> YOUR GOAL:
From the data below, return the exact lines starting at the line containing "positive clicks: (423, 100) (101, 111)" and ending at the line containing "negative clicks: (71, 1)", both included, and nothing else.

..............................

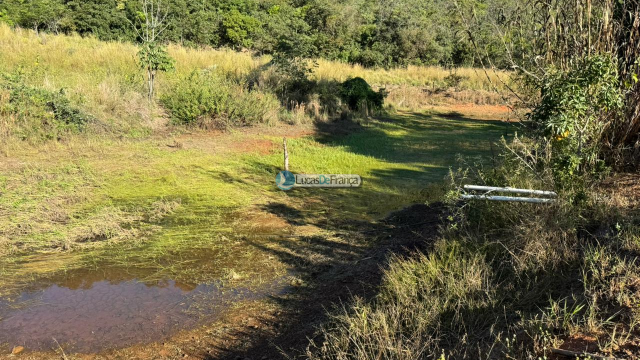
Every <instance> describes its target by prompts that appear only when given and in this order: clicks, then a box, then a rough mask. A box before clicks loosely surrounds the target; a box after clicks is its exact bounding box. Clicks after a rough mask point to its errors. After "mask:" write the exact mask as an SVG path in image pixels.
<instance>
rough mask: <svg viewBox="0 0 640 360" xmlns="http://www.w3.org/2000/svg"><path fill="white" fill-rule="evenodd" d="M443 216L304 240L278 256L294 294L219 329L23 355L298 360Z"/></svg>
mask: <svg viewBox="0 0 640 360" xmlns="http://www.w3.org/2000/svg"><path fill="white" fill-rule="evenodd" d="M443 218H446V216H445V208H444V207H443V206H442V205H440V204H435V205H432V206H427V205H413V206H410V207H408V208H405V209H403V210H401V211H398V212H396V213H393V214H391V215H390V216H389V217H388V218H387V219H385V220H384V221H381V222H379V223H362V222H359V223H350V224H344V228H345V229H349V230H341V229H334V230H333V231H335V232H334V233H333V234H332V235H328V236H334V237H337V238H339V239H341V240H342V242H339V243H336V242H335V241H334V240H332V241H328V240H327V239H326V238H323V237H321V236H317V235H315V236H305V237H302V238H301V239H300V241H304V242H306V243H307V244H308V246H307V247H306V248H305V250H299V249H297V248H291V249H289V250H290V251H288V252H274V256H279V257H281V258H282V260H283V261H285V262H289V263H290V264H291V265H292V267H293V268H294V270H295V273H296V274H297V276H298V277H299V278H300V283H299V284H295V286H296V287H295V288H294V290H293V291H292V292H290V293H288V294H285V295H281V296H277V297H273V298H271V299H269V300H261V301H256V302H252V303H245V304H242V305H240V306H238V307H236V308H234V309H233V310H232V311H230V312H228V313H227V314H225V315H224V317H222V318H221V319H220V320H219V321H218V322H216V323H215V324H210V325H207V326H204V327H201V328H199V329H195V330H190V331H182V332H181V333H179V334H178V335H176V336H174V337H172V338H171V339H170V340H169V341H165V342H162V343H152V344H144V345H138V346H133V347H130V348H127V349H121V350H113V351H107V352H104V353H101V354H93V355H82V354H79V355H73V356H69V355H63V353H62V351H61V350H60V351H59V352H58V354H53V353H34V352H30V351H29V349H25V350H24V352H23V353H22V354H20V355H19V358H20V359H56V358H61V357H63V358H68V359H87V360H90V359H91V360H97V359H184V358H189V359H234V360H235V359H281V358H285V356H284V355H283V353H284V354H287V356H289V357H290V358H294V357H297V355H299V354H301V353H302V352H303V351H304V350H305V348H306V346H307V345H308V344H309V340H308V339H315V340H316V341H319V340H320V339H318V338H317V336H318V334H317V329H318V326H319V325H321V324H323V323H325V322H326V321H327V320H328V316H327V309H331V308H332V307H334V306H336V304H340V303H344V302H347V301H349V300H350V299H351V298H352V297H353V296H359V297H362V298H364V299H369V298H371V297H372V296H374V295H375V294H376V288H377V286H378V285H379V284H380V282H381V279H382V273H383V269H384V268H385V266H386V264H387V262H388V259H389V257H390V256H391V255H395V256H411V254H414V253H415V252H416V251H427V250H428V249H429V248H430V246H431V245H432V243H433V241H434V240H435V238H436V236H437V234H438V230H437V229H438V224H440V223H441V221H442V219H443ZM265 221H266V223H268V225H267V227H271V226H275V227H279V226H282V224H281V223H280V222H278V221H274V220H273V219H265ZM371 244H375V245H374V246H371ZM292 285H294V284H292ZM9 356H11V355H9ZM64 356H66V357H64ZM12 358H15V356H12Z"/></svg>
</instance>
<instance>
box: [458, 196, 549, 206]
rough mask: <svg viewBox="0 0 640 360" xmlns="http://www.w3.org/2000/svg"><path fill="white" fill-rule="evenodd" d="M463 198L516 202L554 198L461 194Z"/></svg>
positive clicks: (492, 200) (533, 202)
mask: <svg viewBox="0 0 640 360" xmlns="http://www.w3.org/2000/svg"><path fill="white" fill-rule="evenodd" d="M461 197H462V198H463V199H467V200H470V199H477V200H491V201H517V202H529V203H538V204H547V203H552V202H554V201H555V199H541V198H525V197H515V196H489V195H462V196H461Z"/></svg>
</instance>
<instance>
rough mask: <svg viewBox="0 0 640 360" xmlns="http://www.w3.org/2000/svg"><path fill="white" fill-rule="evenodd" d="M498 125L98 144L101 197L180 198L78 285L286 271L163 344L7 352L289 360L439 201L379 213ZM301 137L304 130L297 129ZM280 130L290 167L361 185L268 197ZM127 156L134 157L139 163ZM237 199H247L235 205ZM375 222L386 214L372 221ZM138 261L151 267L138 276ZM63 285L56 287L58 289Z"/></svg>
mask: <svg viewBox="0 0 640 360" xmlns="http://www.w3.org/2000/svg"><path fill="white" fill-rule="evenodd" d="M506 131H507V130H506V128H504V127H503V126H502V125H501V124H500V123H498V122H496V121H485V120H479V119H474V118H466V117H465V116H463V115H461V114H460V113H458V112H456V113H455V114H452V115H450V116H449V114H448V113H446V114H444V115H432V114H430V113H428V114H423V113H401V114H398V115H397V116H390V117H389V118H384V119H379V120H378V121H375V122H373V123H371V124H365V125H364V126H362V125H360V124H356V123H350V122H337V123H331V124H321V125H319V126H316V127H315V128H311V127H291V126H280V127H274V128H260V129H258V128H255V129H243V130H241V131H232V132H229V133H213V134H212V133H193V134H183V135H180V136H176V137H174V138H162V139H153V142H152V143H151V142H141V143H140V144H138V143H133V144H125V145H126V146H127V147H126V148H119V149H117V150H116V154H111V155H112V159H111V160H110V162H109V163H103V162H102V157H96V158H95V159H94V158H93V153H94V152H95V153H96V154H101V153H104V152H105V151H108V150H105V149H104V148H103V147H102V145H101V144H97V145H95V149H92V150H91V152H90V153H89V154H88V155H87V156H86V158H87V159H88V160H86V161H87V162H88V163H89V164H91V166H94V161H95V166H96V168H98V169H100V171H103V170H104V169H107V172H106V173H105V175H108V176H112V175H115V176H116V177H113V180H110V181H111V182H112V183H107V184H106V185H103V184H101V185H100V187H99V188H98V189H101V191H104V193H107V194H108V195H109V199H111V200H113V199H118V198H120V199H123V200H127V201H128V200H129V198H130V197H131V196H132V195H133V196H136V198H135V199H136V201H138V200H137V199H138V198H137V196H138V194H140V193H143V194H149V195H152V196H158V186H160V188H159V189H160V190H161V191H164V193H165V194H166V195H164V196H169V197H170V199H171V197H174V196H176V195H178V194H180V195H179V196H182V197H184V198H185V199H187V200H185V202H184V203H183V204H182V205H181V206H182V207H178V211H176V212H175V213H172V212H167V214H168V217H167V218H166V219H161V220H160V221H159V222H156V223H151V224H153V226H154V229H158V232H157V234H158V235H157V236H156V237H157V238H154V239H155V240H153V239H152V240H149V243H148V244H149V245H148V247H143V248H140V249H138V248H124V249H125V250H121V251H119V254H117V255H118V258H117V259H116V261H115V263H116V264H117V263H120V264H122V263H123V262H124V266H123V269H122V271H120V270H114V272H115V273H117V275H116V277H115V278H113V279H111V278H102V277H100V276H103V275H100V274H98V275H96V274H93V273H91V274H89V275H88V276H84V275H83V277H82V279H80V280H81V283H82V281H84V280H86V279H87V278H92V280H91V281H90V282H89V283H87V284H86V285H82V286H87V288H88V289H91V288H92V287H93V285H92V284H93V283H95V282H96V281H97V282H104V281H106V282H114V283H116V284H119V283H122V282H124V283H125V285H126V284H127V282H131V281H139V279H141V278H142V279H146V280H145V281H149V276H152V277H153V279H152V280H154V281H155V282H153V283H152V284H151V285H150V286H151V287H152V288H153V289H152V290H153V291H156V290H157V289H155V288H156V287H158V286H159V287H161V288H162V287H167V285H166V284H167V281H168V287H169V290H170V291H173V292H176V293H177V291H178V289H180V290H183V291H186V292H189V291H192V290H193V289H195V288H196V287H197V286H198V285H200V284H207V283H208V282H210V281H212V280H215V281H218V279H224V281H225V282H226V283H228V284H230V285H229V289H230V290H231V291H234V290H233V289H235V288H238V287H239V288H242V287H243V286H244V285H243V284H245V283H252V282H256V281H257V283H260V284H262V283H269V282H270V281H272V280H274V279H276V278H283V276H284V278H286V279H287V281H288V282H289V283H288V285H287V289H286V291H284V292H281V293H280V292H278V293H272V294H270V296H267V297H262V298H259V299H253V300H251V299H249V300H243V301H238V302H236V303H234V304H232V306H230V307H229V308H227V309H225V310H224V311H223V312H221V316H220V317H217V318H216V319H215V321H209V320H206V321H203V322H201V324H200V325H198V327H196V328H191V329H187V330H183V331H180V332H178V333H173V332H171V334H167V335H166V336H164V337H163V338H164V339H165V340H162V341H157V339H158V338H160V336H158V337H155V339H154V340H151V342H149V341H141V342H140V345H133V346H129V345H126V346H125V347H124V348H121V349H113V350H105V351H98V352H97V353H93V354H91V353H90V352H91V350H89V351H87V352H88V353H89V354H84V355H83V354H69V353H73V347H72V346H67V345H66V344H65V343H63V344H62V346H60V348H59V349H58V351H57V353H56V352H45V353H41V352H34V351H33V350H34V349H29V348H28V347H26V349H25V350H24V351H23V352H21V354H20V355H19V357H20V358H24V359H49V358H51V359H54V358H60V357H61V356H62V355H63V352H62V351H63V349H64V351H65V352H66V355H65V356H66V357H67V358H69V359H76V358H77V359H158V358H161V359H179V358H184V357H191V358H197V359H237V358H242V359H244V358H250V359H277V358H283V357H284V355H283V352H284V353H286V354H287V355H288V356H291V357H296V356H298V355H300V354H301V353H302V352H303V351H304V348H305V346H307V344H308V338H314V336H315V331H316V330H317V328H318V326H319V325H321V324H323V323H325V322H326V321H327V320H328V319H327V309H330V308H332V307H333V306H336V304H340V303H341V302H347V301H349V300H350V299H351V298H352V297H353V296H359V297H363V298H365V299H367V298H371V297H372V296H375V294H376V291H377V290H376V287H377V285H378V284H380V282H381V278H382V269H384V267H385V266H386V263H387V261H388V258H389V256H391V255H394V254H395V255H398V256H406V255H408V254H411V253H412V252H414V251H415V249H419V250H428V248H429V246H430V245H431V243H432V241H433V239H434V237H435V236H436V235H437V229H438V224H439V223H440V221H441V218H442V215H443V213H444V209H443V208H442V207H441V206H439V205H434V206H430V207H428V206H424V205H414V206H411V207H409V208H407V209H404V210H402V211H399V212H396V213H395V214H394V215H392V216H390V217H385V216H384V215H385V214H387V213H388V211H389V210H391V209H398V208H400V207H401V206H403V205H406V204H410V203H412V202H424V201H425V200H426V199H427V198H428V197H437V194H439V193H438V191H441V190H438V189H436V188H433V189H430V190H429V191H424V188H425V186H428V184H430V183H432V182H434V181H439V180H441V179H442V177H443V175H444V174H446V172H447V171H448V166H450V165H451V164H453V162H454V161H455V157H456V154H457V153H462V154H467V155H483V156H487V155H489V154H490V153H491V147H490V146H489V144H490V143H491V141H493V140H496V139H498V138H499V136H501V135H503V134H504V133H505V132H506ZM310 134H314V135H315V136H314V137H307V135H310ZM282 136H287V137H288V138H290V139H292V140H293V141H292V143H293V144H294V146H293V148H294V150H295V153H294V154H293V155H294V161H295V162H294V164H295V165H294V166H296V167H298V168H299V169H301V170H302V171H311V173H314V172H313V171H327V169H331V170H337V171H355V173H362V174H365V175H366V179H367V186H366V187H363V188H362V189H357V190H350V191H348V192H344V191H337V190H333V191H322V190H314V191H297V192H296V191H291V192H288V193H284V192H281V191H277V189H274V186H273V176H274V174H275V173H277V171H278V169H279V164H280V163H281V161H282V160H281V156H280V155H279V139H280V138H281V137H282ZM301 137H302V138H301ZM117 145H119V144H117ZM105 146H106V145H105ZM109 146H112V145H109ZM133 154H136V155H133ZM63 155H64V154H62V155H61V154H60V153H58V154H55V155H54V156H57V157H62V156H63ZM114 155H115V156H114ZM139 158H141V159H144V162H143V163H142V164H140V163H139V162H138V160H137V159H139ZM55 159H57V158H54V159H49V158H47V159H43V161H44V160H47V161H49V162H51V160H55ZM118 159H125V160H126V162H125V163H124V164H123V162H122V161H117V160H118ZM65 160H66V158H65ZM130 169H131V170H130ZM42 171H43V172H46V171H47V170H46V169H43V170H42ZM318 173H322V172H318ZM345 173H348V172H345ZM65 176H67V175H66V173H64V175H61V180H65V179H66V178H65ZM107 179H111V178H107ZM102 189H104V190H102ZM431 190H432V191H431ZM61 191H62V190H61ZM65 191H66V190H65ZM178 191H179V193H178V194H177V192H178ZM431 193H433V194H431ZM434 194H435V195H434ZM238 199H242V201H239V200H238ZM111 200H110V201H111ZM178 200H180V199H178ZM176 201H177V200H176ZM224 201H226V202H224ZM239 202H243V203H244V204H245V205H246V204H247V203H248V204H250V206H244V207H237V206H238V205H236V204H237V203H239ZM227 203H228V204H227ZM166 204H169V203H168V202H164V203H162V204H160V205H162V206H164V205H166ZM234 209H235V210H234ZM160 210H161V209H160ZM380 218H384V219H385V220H380V221H377V220H376V219H380ZM154 236H155V235H154ZM114 246H120V245H114ZM180 249H182V250H180ZM103 255H104V256H103ZM52 256H53V255H52ZM194 256H196V257H197V261H195V262H194V259H193V258H194ZM94 257H97V258H111V257H113V254H112V253H108V252H107V253H105V254H100V255H99V256H94ZM92 261H93V260H92ZM142 263H144V264H149V265H151V267H152V268H153V267H156V266H157V269H155V268H153V269H151V273H145V272H144V271H138V270H137V268H138V267H140V264H142ZM97 264H98V265H96V263H95V261H93V262H92V265H91V266H92V267H93V268H97V269H98V270H101V269H104V268H111V267H112V266H113V263H109V262H106V263H103V262H100V263H97ZM119 266H120V265H119ZM94 270H95V269H94ZM99 272H104V271H99ZM122 274H124V275H122ZM93 278H95V279H93ZM236 279H239V280H237V281H236ZM183 280H186V281H183ZM254 280H255V281H254ZM65 281H66V280H65ZM65 281H63V282H60V283H54V287H55V286H58V284H59V286H61V287H65V286H66V285H65V284H66V283H67V282H65ZM158 281H159V283H158ZM163 284H164V285H163ZM47 286H48V285H47ZM136 286H137V285H136ZM176 288H178V289H176ZM145 296H146V297H143V298H145V299H146V298H153V296H155V295H153V294H151V295H145ZM107 304H108V302H107ZM123 306H124V305H123ZM0 315H1V314H0ZM152 315H153V314H152ZM61 326H62V325H61ZM141 329H143V327H141ZM62 330H64V331H62ZM66 330H67V329H62V328H61V332H65V333H68V332H67V331H66ZM153 341H156V342H153ZM314 341H321V340H320V339H315V338H314ZM106 348H107V349H109V348H117V346H114V347H110V346H107V347H106Z"/></svg>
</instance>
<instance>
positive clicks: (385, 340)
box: [307, 53, 640, 359]
mask: <svg viewBox="0 0 640 360" xmlns="http://www.w3.org/2000/svg"><path fill="white" fill-rule="evenodd" d="M619 82H620V75H619V67H618V64H617V61H616V59H615V57H614V56H612V55H610V54H606V53H605V54H596V55H587V56H584V57H582V58H579V59H574V60H573V61H572V62H571V63H569V64H568V65H567V66H565V67H562V68H557V67H553V68H549V69H547V70H546V72H545V75H544V76H541V77H539V78H538V79H536V81H535V82H534V83H535V86H540V88H537V90H538V91H539V97H535V98H533V99H532V101H531V102H530V104H532V106H533V107H532V109H531V111H530V113H529V115H528V117H527V118H526V119H525V120H526V121H524V122H523V123H522V134H520V135H518V136H516V137H515V138H514V139H512V140H510V141H503V144H502V150H501V151H500V152H499V155H498V156H496V157H495V158H494V159H493V160H494V161H493V162H492V164H491V165H490V166H489V165H487V164H486V163H478V164H464V166H462V167H461V168H460V169H459V170H457V171H453V172H452V176H451V182H450V190H451V191H450V193H449V195H448V196H447V197H446V199H445V200H446V201H447V202H448V204H449V213H448V219H446V220H447V221H446V223H447V224H448V225H443V226H442V228H441V231H440V235H439V239H438V240H437V241H436V243H435V245H434V247H433V248H432V250H430V252H429V253H427V254H425V255H418V256H417V258H413V259H399V258H394V259H392V260H391V262H390V264H389V267H388V268H387V269H386V271H385V277H384V281H383V284H382V285H381V287H380V289H379V293H378V295H377V296H376V297H375V298H374V299H373V300H371V301H369V302H364V301H362V300H355V301H354V303H353V304H352V305H350V306H345V307H344V308H343V309H342V310H341V311H338V312H337V315H334V318H333V321H332V322H330V324H328V325H326V326H325V327H324V328H323V329H322V330H321V331H320V335H321V336H320V338H321V340H319V341H316V343H312V344H311V345H310V346H309V348H308V352H307V357H308V358H309V359H371V358H392V359H419V358H438V357H440V358H450V359H479V358H480V359H493V358H507V359H546V358H550V357H551V356H554V355H553V354H554V351H555V350H556V349H558V348H562V349H568V350H570V351H576V352H577V353H578V356H580V354H581V353H582V352H584V351H585V349H588V350H589V351H588V352H590V353H596V354H600V355H603V356H604V355H606V356H614V357H615V358H624V359H627V358H629V359H631V358H633V359H635V358H637V357H638V356H640V349H639V348H638V347H637V344H636V342H635V339H637V336H638V334H639V333H640V312H639V311H638V302H637V301H636V300H635V299H637V298H638V297H639V296H640V287H639V286H638V284H640V263H638V261H637V257H638V254H640V221H639V218H638V213H637V211H629V210H625V209H622V208H620V207H618V206H616V205H615V204H616V201H615V198H616V196H619V195H616V194H615V192H614V193H606V192H604V191H603V189H602V188H601V182H602V179H603V178H605V177H606V176H607V175H608V174H609V173H610V171H611V169H612V166H613V165H612V163H611V162H610V161H608V153H607V151H608V149H611V147H610V145H609V144H610V143H609V141H610V140H611V137H610V136H609V135H610V134H611V133H610V132H609V130H610V129H612V128H616V127H617V123H619V122H624V121H625V120H624V118H622V116H623V115H622V114H623V111H622V110H623V108H624V96H625V91H624V88H620V86H619ZM464 184H476V185H489V186H509V187H515V188H528V189H543V190H554V191H556V192H557V193H558V197H557V199H556V200H555V201H554V202H553V203H549V204H530V203H518V202H491V201H486V200H474V201H469V202H465V203H461V202H460V200H459V199H460V196H459V195H460V190H459V189H461V188H462V185H464ZM617 190H620V189H617ZM621 190H624V189H621ZM630 191H637V190H636V188H633V187H632V189H631V190H630ZM635 206H636V207H637V206H638V204H637V203H636V204H635ZM447 249H448V250H447ZM451 249H456V250H455V251H452V250H451ZM576 341H578V342H580V343H581V344H583V345H581V348H576V347H575V345H572V344H575V343H576ZM584 356H585V357H587V356H588V355H584Z"/></svg>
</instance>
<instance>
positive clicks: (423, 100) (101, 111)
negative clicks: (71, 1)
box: [0, 24, 508, 136]
mask: <svg viewBox="0 0 640 360" xmlns="http://www.w3.org/2000/svg"><path fill="white" fill-rule="evenodd" d="M0 45H1V46H2V48H3V51H2V53H1V54H0V71H2V72H4V73H6V74H13V75H15V74H19V76H20V78H21V81H22V82H23V83H24V84H25V85H28V86H32V87H36V88H42V89H45V90H48V91H51V92H59V91H61V89H64V92H65V94H66V96H67V97H68V98H69V99H70V100H71V102H72V103H73V104H74V105H77V106H79V107H80V108H81V109H83V110H85V111H86V112H88V113H89V114H91V115H93V116H95V117H96V118H97V119H98V120H99V121H100V122H101V124H102V125H101V126H100V129H101V130H102V131H104V130H105V129H107V130H111V131H117V132H119V133H124V134H126V135H129V136H144V135H146V134H148V133H149V132H152V131H154V130H155V129H157V128H158V127H160V126H161V124H162V123H163V122H162V120H163V119H164V120H166V116H163V115H164V114H163V112H162V111H160V110H158V109H157V108H150V107H149V106H148V104H147V101H146V98H145V96H144V84H145V81H144V78H143V72H142V71H141V70H140V69H139V68H138V65H137V64H136V52H137V48H136V46H134V45H132V44H127V43H119V42H101V41H98V40H95V39H91V38H81V37H79V36H55V35H48V34H44V33H43V34H40V35H36V34H35V33H33V32H32V31H29V30H21V29H12V28H10V27H8V26H7V25H5V24H0ZM169 53H170V55H171V56H172V57H173V58H174V59H175V61H176V69H175V71H172V72H168V73H161V74H160V75H159V80H158V81H159V84H158V86H157V88H158V97H161V96H162V95H163V94H165V93H167V92H168V91H169V90H170V88H171V84H174V83H176V82H177V81H183V79H184V78H185V77H186V76H188V75H189V74H190V73H192V72H193V71H196V70H203V69H209V70H212V71H215V72H216V73H218V74H221V75H222V76H224V77H228V78H230V79H232V82H235V83H237V84H239V85H243V84H244V85H246V83H247V81H248V79H250V78H251V79H255V78H260V77H269V76H271V75H269V74H270V73H271V70H270V69H264V66H265V64H267V63H268V61H269V57H264V56H263V57H254V56H252V55H251V54H249V53H238V52H233V51H230V50H212V49H209V50H208V49H191V48H184V47H180V46H175V45H172V46H169ZM318 64H319V65H318V67H317V68H315V70H314V75H312V77H313V78H315V79H317V80H324V81H329V82H330V81H344V80H345V79H347V78H348V77H354V76H360V77H363V78H364V79H365V80H366V81H368V82H369V83H370V84H372V85H374V86H376V87H380V86H387V87H390V91H391V94H390V96H389V104H391V105H397V107H399V108H406V107H412V108H415V109H419V106H420V104H421V102H424V101H425V91H424V89H423V87H426V88H427V89H428V90H429V91H444V90H447V89H450V88H455V89H457V90H459V91H472V92H473V91H476V92H480V93H482V94H484V95H482V96H472V94H469V93H467V94H463V96H455V94H454V96H453V98H460V100H461V101H463V102H479V101H480V103H484V102H487V100H486V99H487V98H489V99H490V100H489V101H491V102H490V103H495V102H500V101H501V100H500V97H499V96H496V95H495V94H494V95H491V93H494V90H497V91H500V92H501V91H504V90H505V88H504V86H503V84H502V81H507V78H508V73H503V72H501V73H493V72H490V73H489V74H488V75H489V76H488V77H487V75H485V73H484V72H483V71H482V70H480V69H456V70H451V71H450V70H445V69H443V68H438V67H415V66H411V67H408V68H405V69H393V70H384V69H379V70H371V69H364V68H362V67H360V66H357V65H348V64H341V63H334V62H327V61H319V62H318ZM453 73H455V74H457V75H459V76H460V77H459V78H458V80H455V81H453V82H452V83H451V82H448V81H447V77H448V76H450V75H451V74H453ZM488 78H491V80H492V81H491V82H489V80H488ZM265 91H266V90H265ZM232 92H233V93H234V96H236V97H237V96H242V95H243V93H245V92H246V90H243V89H242V86H240V87H237V86H234V88H233V89H232ZM396 93H397V94H396ZM454 93H455V92H454ZM431 97H434V96H433V94H432V95H431ZM414 98H415V99H416V100H415V101H413V102H411V101H410V100H411V99H414ZM479 98H482V99H480V100H479ZM1 99H2V98H1V97H0V100H1ZM403 99H404V100H403ZM286 112H287V111H284V112H283V111H280V118H282V119H287V118H291V116H288V115H287V114H285V113H286ZM303 115H304V114H303ZM298 117H300V116H298ZM302 117H304V116H302ZM11 127H12V124H10V123H8V122H7V119H3V122H2V123H0V134H2V133H7V131H8V129H10V128H11Z"/></svg>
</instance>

..............................

> FINISHED TASK:
positive clicks: (423, 100) (101, 111)
negative clicks: (71, 1)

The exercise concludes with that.